12.20.2005

Truck versus me.

I was just now very nearly pulverized by a semi truck.

Once every two weeks I bike down to the nearest mall on my lunch break to deposit my paychecks and indulge in a Target shopping spree. It's a long but straightforward ride along a stretch of road famously thick with large trucks. There are no sidewalks for most of the way, but instead large shoulders along the side of the road, so it only looks perilous. Two years of riding a bike to work and back have taught me to be extremely vigilant when I'm out and about. Even moreso than in a car, making a mistake while on a bike can get you killed. Heck, someone else making a mistake can get you killed. So to say I'm a careful bicyclist is understating it.

Competing with motorists who make expedient left-hand turns often provides the greatest challenge. Now, we've all done this: you need to make a left-hand turn onto a sidestreet or into a parking lot. You don't have a traffic light. You see an opening and you gun it. That's what this guy in the giant white semi truck did. The difference between this truck driver and you, I should hope, is that you check for pedestrians before shooting out across three lanes of traffic.

I saw the guy there with his signal on. I saw he didn't have enough room to make a turn. I saw that I had plenty of time to cross the sidestreet in front of him. These are the split-second judgments one makes all the time while operating a vehicle. On this occasion though, I misjudged. With a roar the truck came barreling towards me.

Usually in this situation I can just maintain my speed and zoom through the road, but the semi was just too big and was traveling too fast. I would have never made it. So I cut hard right instead, forcing a breakneck U-turn and sending me tumbling through some bushes and skidding across a parking lot. Then for a few moments the only things I was aware of were the earpieces of my mp3 player, which had miraculously not fallen out during the crash.

• **BRIEF A**: Output part of the records below as a numbered list, skipping blank lines. Begin at the line that has "target: <item>beard</item>" and stop after the line that has "[[90, 54], [83, 53], [75, 56], [69, 87], [90, 86]]".

• **RECORDS PROVIDED**:
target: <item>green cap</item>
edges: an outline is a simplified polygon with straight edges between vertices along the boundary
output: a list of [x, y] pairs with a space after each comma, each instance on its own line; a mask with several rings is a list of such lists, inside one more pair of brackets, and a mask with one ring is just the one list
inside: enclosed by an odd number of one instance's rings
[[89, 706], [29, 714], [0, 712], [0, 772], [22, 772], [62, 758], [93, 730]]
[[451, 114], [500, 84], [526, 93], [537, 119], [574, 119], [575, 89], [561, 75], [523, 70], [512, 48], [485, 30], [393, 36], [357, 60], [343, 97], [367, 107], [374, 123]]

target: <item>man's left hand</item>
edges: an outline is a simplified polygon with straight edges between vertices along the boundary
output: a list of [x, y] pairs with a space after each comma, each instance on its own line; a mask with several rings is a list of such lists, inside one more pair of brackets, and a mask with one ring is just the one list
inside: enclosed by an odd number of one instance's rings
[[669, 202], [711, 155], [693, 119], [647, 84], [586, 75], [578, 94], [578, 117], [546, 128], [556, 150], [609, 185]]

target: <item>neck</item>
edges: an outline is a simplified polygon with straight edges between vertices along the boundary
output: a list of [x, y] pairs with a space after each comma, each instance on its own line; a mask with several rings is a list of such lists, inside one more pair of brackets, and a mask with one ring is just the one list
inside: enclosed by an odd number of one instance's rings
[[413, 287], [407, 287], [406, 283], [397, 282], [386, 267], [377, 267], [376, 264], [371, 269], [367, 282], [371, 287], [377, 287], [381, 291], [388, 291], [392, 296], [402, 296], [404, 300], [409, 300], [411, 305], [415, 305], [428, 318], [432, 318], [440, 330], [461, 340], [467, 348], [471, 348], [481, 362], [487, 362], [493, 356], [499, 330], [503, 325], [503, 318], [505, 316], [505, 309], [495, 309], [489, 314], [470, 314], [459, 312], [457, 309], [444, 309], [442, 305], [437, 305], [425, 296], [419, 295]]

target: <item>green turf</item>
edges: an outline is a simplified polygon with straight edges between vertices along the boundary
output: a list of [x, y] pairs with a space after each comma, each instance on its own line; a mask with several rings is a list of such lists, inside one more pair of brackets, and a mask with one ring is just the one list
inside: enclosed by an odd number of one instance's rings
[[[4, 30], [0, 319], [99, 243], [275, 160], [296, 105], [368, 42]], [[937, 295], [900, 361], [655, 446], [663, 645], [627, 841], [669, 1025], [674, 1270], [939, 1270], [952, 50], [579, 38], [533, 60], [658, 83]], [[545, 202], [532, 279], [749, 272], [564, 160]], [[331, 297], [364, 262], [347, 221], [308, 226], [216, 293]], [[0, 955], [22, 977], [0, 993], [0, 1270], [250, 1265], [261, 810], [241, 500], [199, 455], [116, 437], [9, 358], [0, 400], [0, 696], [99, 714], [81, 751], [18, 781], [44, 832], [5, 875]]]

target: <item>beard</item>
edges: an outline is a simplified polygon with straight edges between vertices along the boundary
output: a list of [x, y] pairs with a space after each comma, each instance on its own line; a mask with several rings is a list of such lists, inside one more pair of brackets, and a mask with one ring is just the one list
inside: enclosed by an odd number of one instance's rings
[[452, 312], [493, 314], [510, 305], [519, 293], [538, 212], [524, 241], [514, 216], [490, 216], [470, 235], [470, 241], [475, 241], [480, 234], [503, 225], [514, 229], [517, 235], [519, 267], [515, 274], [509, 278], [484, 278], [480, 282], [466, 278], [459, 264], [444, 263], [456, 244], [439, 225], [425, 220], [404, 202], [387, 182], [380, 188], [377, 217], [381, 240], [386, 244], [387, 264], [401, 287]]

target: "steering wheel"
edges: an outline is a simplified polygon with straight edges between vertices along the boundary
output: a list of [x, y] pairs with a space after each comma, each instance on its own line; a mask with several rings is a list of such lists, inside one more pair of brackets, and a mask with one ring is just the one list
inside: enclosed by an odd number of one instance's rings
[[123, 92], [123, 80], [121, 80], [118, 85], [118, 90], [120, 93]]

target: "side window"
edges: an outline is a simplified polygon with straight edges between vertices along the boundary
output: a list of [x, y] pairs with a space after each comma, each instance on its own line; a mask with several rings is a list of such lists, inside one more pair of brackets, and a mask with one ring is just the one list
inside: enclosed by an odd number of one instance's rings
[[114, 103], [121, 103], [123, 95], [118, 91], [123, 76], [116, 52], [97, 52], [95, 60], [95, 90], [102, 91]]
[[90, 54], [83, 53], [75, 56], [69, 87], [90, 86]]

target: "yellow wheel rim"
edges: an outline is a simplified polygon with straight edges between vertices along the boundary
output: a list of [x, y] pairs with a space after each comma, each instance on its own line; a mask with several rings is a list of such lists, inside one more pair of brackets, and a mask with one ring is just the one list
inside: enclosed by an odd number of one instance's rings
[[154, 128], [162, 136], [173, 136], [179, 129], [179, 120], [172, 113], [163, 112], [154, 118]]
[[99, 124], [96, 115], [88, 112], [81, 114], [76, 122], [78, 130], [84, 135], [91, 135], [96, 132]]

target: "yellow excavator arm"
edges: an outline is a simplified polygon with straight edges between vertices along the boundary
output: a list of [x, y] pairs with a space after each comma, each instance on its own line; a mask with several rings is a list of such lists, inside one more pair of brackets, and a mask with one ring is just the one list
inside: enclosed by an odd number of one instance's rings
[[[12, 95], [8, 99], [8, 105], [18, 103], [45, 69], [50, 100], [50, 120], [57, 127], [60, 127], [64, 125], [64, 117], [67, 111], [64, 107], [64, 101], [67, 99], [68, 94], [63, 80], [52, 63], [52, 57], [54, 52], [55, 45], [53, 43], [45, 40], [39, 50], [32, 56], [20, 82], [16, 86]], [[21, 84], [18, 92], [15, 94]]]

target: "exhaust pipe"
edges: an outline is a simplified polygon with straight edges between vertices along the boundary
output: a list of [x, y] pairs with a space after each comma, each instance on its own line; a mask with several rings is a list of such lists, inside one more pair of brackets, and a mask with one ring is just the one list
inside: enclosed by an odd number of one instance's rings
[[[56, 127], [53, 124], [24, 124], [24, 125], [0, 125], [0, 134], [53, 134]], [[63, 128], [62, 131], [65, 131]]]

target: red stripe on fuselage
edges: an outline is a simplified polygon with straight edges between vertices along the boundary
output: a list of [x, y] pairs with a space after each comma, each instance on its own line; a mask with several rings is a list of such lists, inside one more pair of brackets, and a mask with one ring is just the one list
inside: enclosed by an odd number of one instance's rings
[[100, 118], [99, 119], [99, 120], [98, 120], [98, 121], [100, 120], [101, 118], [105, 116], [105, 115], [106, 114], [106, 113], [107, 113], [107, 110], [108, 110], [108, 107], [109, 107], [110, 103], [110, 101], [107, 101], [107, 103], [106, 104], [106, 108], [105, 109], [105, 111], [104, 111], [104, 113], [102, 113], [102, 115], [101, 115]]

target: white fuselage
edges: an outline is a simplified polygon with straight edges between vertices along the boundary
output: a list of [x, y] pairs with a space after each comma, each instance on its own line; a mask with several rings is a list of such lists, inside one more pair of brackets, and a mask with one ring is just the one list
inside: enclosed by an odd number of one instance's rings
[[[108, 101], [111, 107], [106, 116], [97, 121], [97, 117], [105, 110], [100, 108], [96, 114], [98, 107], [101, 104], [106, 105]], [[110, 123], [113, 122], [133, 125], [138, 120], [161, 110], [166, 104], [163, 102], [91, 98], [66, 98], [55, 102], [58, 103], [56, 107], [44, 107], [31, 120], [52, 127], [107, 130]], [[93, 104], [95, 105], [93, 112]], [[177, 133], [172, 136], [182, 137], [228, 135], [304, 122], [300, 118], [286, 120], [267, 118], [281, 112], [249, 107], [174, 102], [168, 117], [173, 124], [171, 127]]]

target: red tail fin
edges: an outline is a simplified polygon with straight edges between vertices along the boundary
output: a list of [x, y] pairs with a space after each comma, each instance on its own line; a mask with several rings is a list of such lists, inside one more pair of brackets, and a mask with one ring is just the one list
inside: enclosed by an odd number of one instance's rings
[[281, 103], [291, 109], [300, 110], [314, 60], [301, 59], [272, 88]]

• **BRIEF B**:
Answer these questions about the post on the close call with a semi truck:
(i) How often does the writer bike to the mall at lunch?
(ii) How long has the writer been riding a bike to work and back?
(iii) What had not fallen out during the crash?

• **EXERCISE RESPONSE A**:
1. target: <item>beard</item>
2. edges: an outline is a simplified polygon with straight edges between vertices along the boundary
3. output: a list of [x, y] pairs with a space after each comma, each instance on its own line; a mask with several rings is a list of such lists, inside one more pair of brackets, and a mask with one ring is just the one list
4. inside: enclosed by an odd number of one instance's rings
5. [[452, 312], [493, 314], [510, 305], [519, 293], [538, 212], [524, 241], [514, 216], [490, 216], [470, 235], [470, 241], [475, 241], [480, 234], [503, 225], [514, 229], [517, 235], [519, 267], [515, 274], [509, 278], [484, 278], [480, 282], [466, 278], [459, 264], [444, 263], [456, 244], [439, 225], [425, 220], [404, 202], [387, 182], [380, 188], [377, 217], [381, 240], [386, 244], [387, 264], [401, 287]]
6. target: "steering wheel"
7. edges: an outline is a simplified polygon with straight edges between vertices along the boundary
8. output: a list of [x, y] pairs with a space after each comma, each instance on its own line; a mask with several rings is a list of such lists, inside one more pair of brackets, and a mask with one ring is just the one list
9. inside: enclosed by an odd number of one instance's rings
10. [[123, 92], [123, 80], [121, 80], [118, 85], [118, 90], [120, 93]]
11. target: "side window"
12. edges: an outline is a simplified polygon with straight edges between vertices along the boundary
13. output: a list of [x, y] pairs with a space after each comma, each instance on its own line; a mask with several rings is a list of such lists, inside one more pair of brackets, and a mask with one ring is just the one list
14. inside: enclosed by an odd number of one instance's rings
15. [[114, 103], [121, 103], [123, 95], [118, 91], [123, 76], [116, 52], [97, 52], [95, 60], [95, 90], [102, 91]]
16. [[90, 54], [83, 53], [75, 56], [69, 87], [90, 86]]

• **EXERCISE RESPONSE B**:
(i) Once every two weeks.
(ii) Two years.
(iii) The earpieces of the writer's mp3 player.